REQUIRED ACTION 1 »
Say whether each statement agrees with the compression algorithm description below. Answer yes or no, and quote the words from the description that settle it. (a) Positions in a reference are counted starting from one. (b) Positions in a reference point into the original text rather than the compressed text. (c) The substring S that gets replaced must be longer than one character.
REQUIRED ACTION 2 »
Extract every line of the records below that contains the word "clicks".

TEXT SECTION »
------------------------------

Consider a family of compression algorithms that exploit repeated substrings
in the text to be compressed. The basic idea is to replace selected substrings with
references of the form "&startPos-endPos", where the substring
to be replaced is identical to the substring of the original text that begins at position
startPos and ends at position endPos, inclusive. For
example, the text "ABCDEFG ABCDEFG" might be compressed to
"ABCDEFG &0-6". Notice that positions are zero-based and also that positions are
given relative to the original text, not the compressed text. The original text is assumed
to contain only uppercase letters ('A'-'Z') and spaces (' ').
Compression algorithms in this family work as follows:
1. copy the original text into W
2. while not done do
A. choose some substring S of length > 1 that occurs both in W and in the original text
B. find the starting position startPos and ending position endPos
of some occurrence of S in the original text
C. replace some occurrence of S in W with "&startPos-endPos"
3. output W
Different algorithms in this family might decide when to finish or how to choose S
differently, but they all follow this basic outline. Your task is to write a decompression method
that will decompress text compressed by any member of this family. In other words, given the output
of a compression algorithm in this family, you are to reconstruct and return the original text.

------------------------------

DATA SUPPLIED »
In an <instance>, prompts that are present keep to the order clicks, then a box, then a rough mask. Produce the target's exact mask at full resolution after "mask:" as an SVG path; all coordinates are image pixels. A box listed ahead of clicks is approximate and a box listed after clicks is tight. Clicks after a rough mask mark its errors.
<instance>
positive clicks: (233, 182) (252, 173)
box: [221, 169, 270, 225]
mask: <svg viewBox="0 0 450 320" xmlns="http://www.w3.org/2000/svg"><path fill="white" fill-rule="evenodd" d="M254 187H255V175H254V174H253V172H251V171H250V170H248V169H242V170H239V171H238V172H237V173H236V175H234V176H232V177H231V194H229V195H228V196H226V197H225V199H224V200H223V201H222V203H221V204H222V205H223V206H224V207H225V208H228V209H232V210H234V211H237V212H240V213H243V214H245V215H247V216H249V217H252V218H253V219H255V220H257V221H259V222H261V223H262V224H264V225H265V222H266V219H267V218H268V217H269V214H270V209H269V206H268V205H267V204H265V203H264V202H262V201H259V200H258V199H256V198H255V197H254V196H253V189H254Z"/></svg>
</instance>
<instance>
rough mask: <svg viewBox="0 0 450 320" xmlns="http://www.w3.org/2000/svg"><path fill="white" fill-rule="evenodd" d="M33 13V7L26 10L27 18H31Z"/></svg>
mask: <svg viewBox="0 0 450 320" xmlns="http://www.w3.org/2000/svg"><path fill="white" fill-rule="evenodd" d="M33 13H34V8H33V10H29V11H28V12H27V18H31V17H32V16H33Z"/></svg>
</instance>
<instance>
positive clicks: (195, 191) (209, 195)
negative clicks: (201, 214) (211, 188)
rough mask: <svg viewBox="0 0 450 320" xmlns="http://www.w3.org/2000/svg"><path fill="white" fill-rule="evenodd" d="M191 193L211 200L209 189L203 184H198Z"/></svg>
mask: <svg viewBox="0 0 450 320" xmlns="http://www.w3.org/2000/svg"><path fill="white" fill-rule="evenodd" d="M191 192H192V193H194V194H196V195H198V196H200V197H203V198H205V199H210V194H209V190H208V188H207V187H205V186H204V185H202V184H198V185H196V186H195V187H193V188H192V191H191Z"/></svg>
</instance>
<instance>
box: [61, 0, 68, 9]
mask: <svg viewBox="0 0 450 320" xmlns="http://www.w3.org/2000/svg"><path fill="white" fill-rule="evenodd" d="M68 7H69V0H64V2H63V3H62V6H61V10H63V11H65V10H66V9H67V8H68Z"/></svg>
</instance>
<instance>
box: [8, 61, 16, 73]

------------------------------

REPLY 1 »
(a) No: "Notice that positions are zero-based"
(b) Yes: "positions are given relative to the original text, not the compressed text"
(c) Yes: "choose some substring S of length > 1"

REPLY 2 »
In an <instance>, prompts that are present keep to the order clicks, then a box, then a rough mask. Produce the target's exact mask at full resolution after "mask:" as an SVG path; all coordinates are image pixels. A box listed ahead of clicks is approximate and a box listed after clicks is tight. Clicks after a rough mask mark its errors.
positive clicks: (233, 182) (252, 173)
positive clicks: (195, 191) (209, 195)
negative clicks: (201, 214) (211, 188)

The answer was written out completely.